Patients lined up outside the Alternative Therapies Group’s dispensary in Salem a day after state regulators signed off on its final paperwork.

Access to the dispensary in a converted factory building that houses other businesses will be restricted to patients with a state-issued marijuana registration card.

No marijuana is grown or processed at the Salem site. The company said their cultivation facility is not open to the public.

On its website, Alternative Therapies Group said Department of Public Health regulations prevent dispensaries from advertising the price of marijuana. Pricing is available only to qualifying patients and personal caregivers at the dispensary facility.

“Our pricing structure is aimed at providing medical-grade cannabis, grown with organic methods, in a safe environment at the lowest price,” the firm said on its website.

Patients with a documented financial hardship could qualify to purchase one ounce per month with a discount, but that their hardship program has limited capacity, the company said.

:: Explore the material ::
(a) Answer these from the Salem dispensary text:
(i) Who is allowed into the dispensary?
(ii) Which agency's regulations keep dispensaries from advertising the price of marijuana?
(iii) How much can a patient with a documented financial hardship buy at a discount?
(b) Does each statement agree with the Salem dispensary text? Answer yes or no, and quote the words that decide it.
(i) Marijuana is grown at the Salem site.
(ii) The dispensary is in a building shared with other businesses.
(iii) The hardship program can take any number of patients.
(c) From the Salem dispensary text, write out the part between "On its website, Alternative" and "on its website.", inclusive.

:: Data provided ::
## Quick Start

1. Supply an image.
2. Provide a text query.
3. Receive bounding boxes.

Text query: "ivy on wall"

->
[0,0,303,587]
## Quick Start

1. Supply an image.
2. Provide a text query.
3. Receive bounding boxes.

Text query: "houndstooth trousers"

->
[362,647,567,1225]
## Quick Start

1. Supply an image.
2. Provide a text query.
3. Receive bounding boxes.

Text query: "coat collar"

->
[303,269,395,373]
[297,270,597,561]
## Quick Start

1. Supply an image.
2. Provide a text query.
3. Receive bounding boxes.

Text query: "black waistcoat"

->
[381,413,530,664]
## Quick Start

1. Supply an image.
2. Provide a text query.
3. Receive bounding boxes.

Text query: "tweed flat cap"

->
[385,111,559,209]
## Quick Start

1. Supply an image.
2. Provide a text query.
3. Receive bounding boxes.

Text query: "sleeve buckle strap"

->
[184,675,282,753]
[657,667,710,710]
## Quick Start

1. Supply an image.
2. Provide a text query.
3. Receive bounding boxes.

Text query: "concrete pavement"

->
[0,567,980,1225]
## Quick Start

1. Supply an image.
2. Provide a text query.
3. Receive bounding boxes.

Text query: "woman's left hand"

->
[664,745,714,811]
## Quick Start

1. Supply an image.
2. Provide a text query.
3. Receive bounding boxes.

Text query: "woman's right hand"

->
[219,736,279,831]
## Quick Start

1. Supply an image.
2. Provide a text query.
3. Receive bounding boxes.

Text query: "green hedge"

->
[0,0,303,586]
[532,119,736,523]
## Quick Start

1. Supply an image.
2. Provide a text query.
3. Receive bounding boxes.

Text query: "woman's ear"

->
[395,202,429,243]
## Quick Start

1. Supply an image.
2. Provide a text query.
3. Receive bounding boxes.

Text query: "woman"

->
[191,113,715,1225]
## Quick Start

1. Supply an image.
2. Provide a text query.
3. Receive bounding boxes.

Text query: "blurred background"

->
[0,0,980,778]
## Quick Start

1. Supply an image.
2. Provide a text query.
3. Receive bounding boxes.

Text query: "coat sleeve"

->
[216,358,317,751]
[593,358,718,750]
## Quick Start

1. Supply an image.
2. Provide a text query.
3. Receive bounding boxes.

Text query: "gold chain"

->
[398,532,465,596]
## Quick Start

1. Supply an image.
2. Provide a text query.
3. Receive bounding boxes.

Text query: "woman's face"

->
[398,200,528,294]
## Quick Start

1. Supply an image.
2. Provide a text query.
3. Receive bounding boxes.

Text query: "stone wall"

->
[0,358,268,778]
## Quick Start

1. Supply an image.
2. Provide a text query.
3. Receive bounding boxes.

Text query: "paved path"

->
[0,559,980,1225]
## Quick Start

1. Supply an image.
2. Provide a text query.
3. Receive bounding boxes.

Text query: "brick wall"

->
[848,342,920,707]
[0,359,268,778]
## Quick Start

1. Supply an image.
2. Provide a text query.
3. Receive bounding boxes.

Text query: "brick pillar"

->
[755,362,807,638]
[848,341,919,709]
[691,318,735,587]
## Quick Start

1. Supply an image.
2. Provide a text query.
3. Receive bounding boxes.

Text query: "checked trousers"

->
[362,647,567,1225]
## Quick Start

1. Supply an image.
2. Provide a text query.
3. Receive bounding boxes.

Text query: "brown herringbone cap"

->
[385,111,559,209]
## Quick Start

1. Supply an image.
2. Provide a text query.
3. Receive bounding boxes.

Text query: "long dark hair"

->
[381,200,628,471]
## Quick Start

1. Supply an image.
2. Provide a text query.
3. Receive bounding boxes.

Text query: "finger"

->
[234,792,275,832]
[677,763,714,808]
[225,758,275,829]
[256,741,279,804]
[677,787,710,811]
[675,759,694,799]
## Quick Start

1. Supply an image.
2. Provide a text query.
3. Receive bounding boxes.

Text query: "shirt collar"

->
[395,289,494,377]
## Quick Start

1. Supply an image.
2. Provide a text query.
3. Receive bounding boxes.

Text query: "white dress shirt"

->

:: Responses in order ::
(a)
(i) Patients with a state-issued marijuana registration card.
(ii) The Department of Public Health.
(iii) One ounce per month.

(b)
(i) No: "No marijuana is grown or processed at the Salem site."
(ii) Yes: "a converted factory building that houses other businesses"
(iii) No: "their hardship program has limited capacity"

(c)
On its website, Alternative Therapies Group said Department of Public Health regulations prevent dispensaries from advertising the price of marijuana. Pricing is available only to qualifying patients and personal caregivers at the dispensary facility.

“Our pricing structure is aimed at providing medical-grade cannabis, grown with organic methods, in a safe environment at the lowest price,” the firm said on its website.